## Problem 1
How many lines of the entries below contain the word "white"? Give only the number.

## Text provided

— BEGIN —

Steve Graegert wrote:

> >    Thanks for your prompt response and the valuable information. But I
> > tried following on Linux 32-bit gcc 2.96
> > struct temp {
> >    long long i;
> >    char c;
> > } and sizeof(struct temp) gave 12 not 16.
> 
> Hmm, I have no access to a 32-bit machine right now, but I am running
> GCC 3.4.2 on SPARC and sizeof(temp) gives 16 as expected.

long long is likely to be 8-byte aligned on 64-bit systems and 4-byte
aligned on 32-bit systems.

> One thing a could think of is that on 32-bit machines it makes no
> sense to pad to 16 bytes since the natural word size (size of internal
> registers) is 4 bytes resulting in an unnecessary read operation to
> fetch the rest of the structure that is useless anyway.

Aligment is determined by the granularity of RAM access. E.g. 32-bit
systems tend to have RAM organised as 32-bit words; reading a 32-bit
value which issn't aligned requires reading two adjacent words,
shifting and OR-ing them together to obtain the desired value.

— END —

(Location identification entries)

— BEGIN —

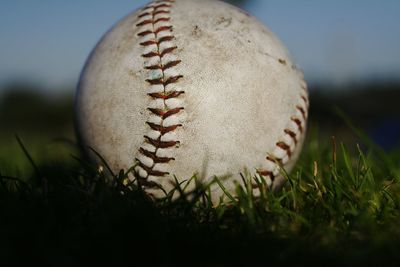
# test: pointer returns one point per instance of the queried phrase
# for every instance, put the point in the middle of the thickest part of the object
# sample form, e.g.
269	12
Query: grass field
339	206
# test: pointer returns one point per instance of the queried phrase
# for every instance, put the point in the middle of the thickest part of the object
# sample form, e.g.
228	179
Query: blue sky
48	41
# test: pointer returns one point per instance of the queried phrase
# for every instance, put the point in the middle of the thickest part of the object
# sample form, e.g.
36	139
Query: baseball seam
166	103
289	140
156	152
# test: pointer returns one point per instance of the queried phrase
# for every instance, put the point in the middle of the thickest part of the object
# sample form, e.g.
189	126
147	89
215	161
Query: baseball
185	87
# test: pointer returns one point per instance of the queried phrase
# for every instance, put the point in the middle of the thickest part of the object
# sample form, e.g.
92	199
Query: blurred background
347	49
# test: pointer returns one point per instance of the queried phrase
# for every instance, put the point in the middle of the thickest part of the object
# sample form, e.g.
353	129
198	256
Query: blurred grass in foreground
339	206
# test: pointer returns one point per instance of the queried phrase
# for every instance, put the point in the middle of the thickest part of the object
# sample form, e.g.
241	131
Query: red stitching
165	114
164	67
158	30
153	10
157	42
166	95
298	122
163	81
285	147
292	135
302	111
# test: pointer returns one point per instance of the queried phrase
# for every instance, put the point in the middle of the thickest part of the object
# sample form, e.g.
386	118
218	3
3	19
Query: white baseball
192	87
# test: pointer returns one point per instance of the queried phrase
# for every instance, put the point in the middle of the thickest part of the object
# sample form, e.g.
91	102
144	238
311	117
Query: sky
336	41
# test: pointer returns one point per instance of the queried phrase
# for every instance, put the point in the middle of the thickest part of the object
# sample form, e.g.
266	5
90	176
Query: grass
339	206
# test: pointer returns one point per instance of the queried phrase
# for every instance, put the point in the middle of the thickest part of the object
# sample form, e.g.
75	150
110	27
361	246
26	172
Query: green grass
339	206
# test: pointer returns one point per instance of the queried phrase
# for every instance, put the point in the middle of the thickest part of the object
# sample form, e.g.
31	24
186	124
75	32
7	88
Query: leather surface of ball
190	87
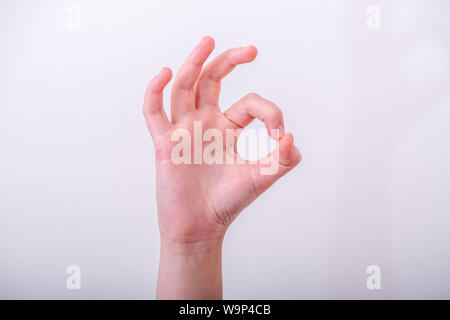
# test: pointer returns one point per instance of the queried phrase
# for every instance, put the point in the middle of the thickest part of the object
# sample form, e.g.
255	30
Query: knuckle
252	96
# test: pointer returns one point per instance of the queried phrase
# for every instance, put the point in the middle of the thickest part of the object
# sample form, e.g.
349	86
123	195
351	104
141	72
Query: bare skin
197	202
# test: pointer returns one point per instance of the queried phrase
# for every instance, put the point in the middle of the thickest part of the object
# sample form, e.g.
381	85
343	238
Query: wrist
190	270
189	247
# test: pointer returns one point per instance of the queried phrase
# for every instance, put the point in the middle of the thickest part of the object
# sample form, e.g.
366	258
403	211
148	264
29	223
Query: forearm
190	270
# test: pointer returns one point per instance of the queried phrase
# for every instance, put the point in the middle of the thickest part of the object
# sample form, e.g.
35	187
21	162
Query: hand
197	202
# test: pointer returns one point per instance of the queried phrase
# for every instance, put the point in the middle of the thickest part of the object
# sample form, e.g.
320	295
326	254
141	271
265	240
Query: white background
369	109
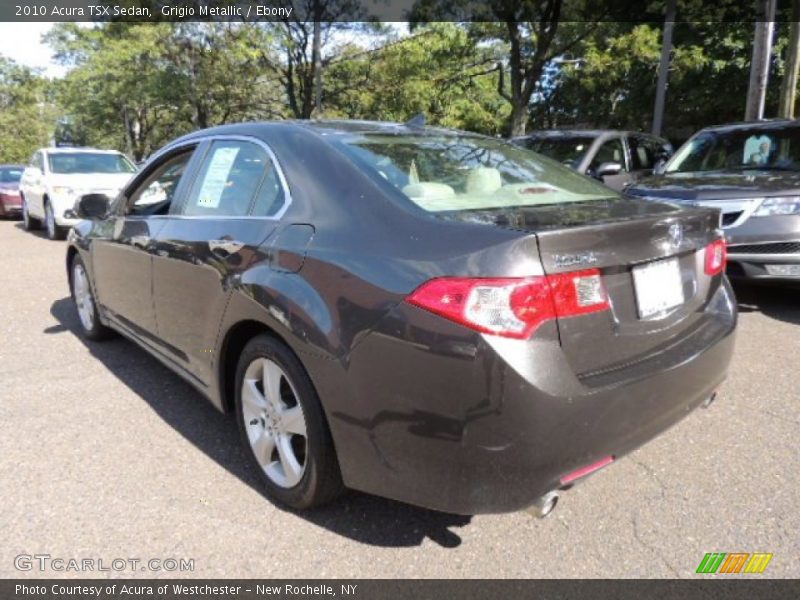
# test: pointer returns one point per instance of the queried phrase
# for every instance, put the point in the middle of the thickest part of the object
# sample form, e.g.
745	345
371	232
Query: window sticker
216	177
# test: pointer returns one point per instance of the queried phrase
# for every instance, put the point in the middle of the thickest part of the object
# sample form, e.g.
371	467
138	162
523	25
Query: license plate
658	286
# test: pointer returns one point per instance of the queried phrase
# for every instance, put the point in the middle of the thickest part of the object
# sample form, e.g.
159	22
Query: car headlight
789	205
63	190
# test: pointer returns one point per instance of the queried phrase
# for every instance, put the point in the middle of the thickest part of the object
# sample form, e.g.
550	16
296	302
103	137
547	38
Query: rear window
460	173
567	150
10	175
740	149
89	162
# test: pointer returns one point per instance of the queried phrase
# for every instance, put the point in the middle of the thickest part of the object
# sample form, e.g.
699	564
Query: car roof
764	124
74	149
555	133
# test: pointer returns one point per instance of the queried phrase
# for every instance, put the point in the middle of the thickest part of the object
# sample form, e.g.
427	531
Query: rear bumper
470	424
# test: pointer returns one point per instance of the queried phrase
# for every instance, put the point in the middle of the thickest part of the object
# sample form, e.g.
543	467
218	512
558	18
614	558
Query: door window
155	195
232	173
610	151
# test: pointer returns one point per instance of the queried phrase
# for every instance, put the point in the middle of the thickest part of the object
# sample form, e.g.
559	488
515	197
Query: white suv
57	177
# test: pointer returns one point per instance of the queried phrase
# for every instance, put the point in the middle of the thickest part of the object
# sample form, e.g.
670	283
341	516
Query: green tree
27	116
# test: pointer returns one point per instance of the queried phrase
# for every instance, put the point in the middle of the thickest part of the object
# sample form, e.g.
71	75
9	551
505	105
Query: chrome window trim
287	200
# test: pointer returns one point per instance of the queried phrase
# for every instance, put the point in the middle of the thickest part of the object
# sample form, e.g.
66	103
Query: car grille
774	248
729	219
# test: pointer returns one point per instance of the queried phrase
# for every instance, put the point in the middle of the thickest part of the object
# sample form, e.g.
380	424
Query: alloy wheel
83	296
274	422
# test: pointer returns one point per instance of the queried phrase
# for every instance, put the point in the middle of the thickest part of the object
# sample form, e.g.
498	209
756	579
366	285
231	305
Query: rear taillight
511	307
716	257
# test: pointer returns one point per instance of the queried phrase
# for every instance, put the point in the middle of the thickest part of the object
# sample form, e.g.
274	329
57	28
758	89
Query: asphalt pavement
108	455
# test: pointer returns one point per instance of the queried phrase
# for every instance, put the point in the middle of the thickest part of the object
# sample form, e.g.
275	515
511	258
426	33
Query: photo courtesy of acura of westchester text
342	290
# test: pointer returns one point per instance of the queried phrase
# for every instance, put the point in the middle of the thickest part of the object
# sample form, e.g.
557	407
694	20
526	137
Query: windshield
89	162
567	150
12	175
460	173
757	148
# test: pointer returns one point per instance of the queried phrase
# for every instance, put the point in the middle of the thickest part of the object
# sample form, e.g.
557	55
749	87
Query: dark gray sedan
750	172
427	315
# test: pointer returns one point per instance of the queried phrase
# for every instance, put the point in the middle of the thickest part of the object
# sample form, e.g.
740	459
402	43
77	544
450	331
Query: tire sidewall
321	480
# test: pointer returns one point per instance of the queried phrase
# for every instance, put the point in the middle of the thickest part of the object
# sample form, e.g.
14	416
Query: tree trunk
789	86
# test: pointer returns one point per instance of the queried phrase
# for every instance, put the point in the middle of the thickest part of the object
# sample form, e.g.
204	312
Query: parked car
617	158
10	204
433	316
751	173
57	177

— END —

## Problem 2
According to the message about structure alignment, what determines alignment?

## Right answer 1
3

## Right answer 2
The granularity of RAM access.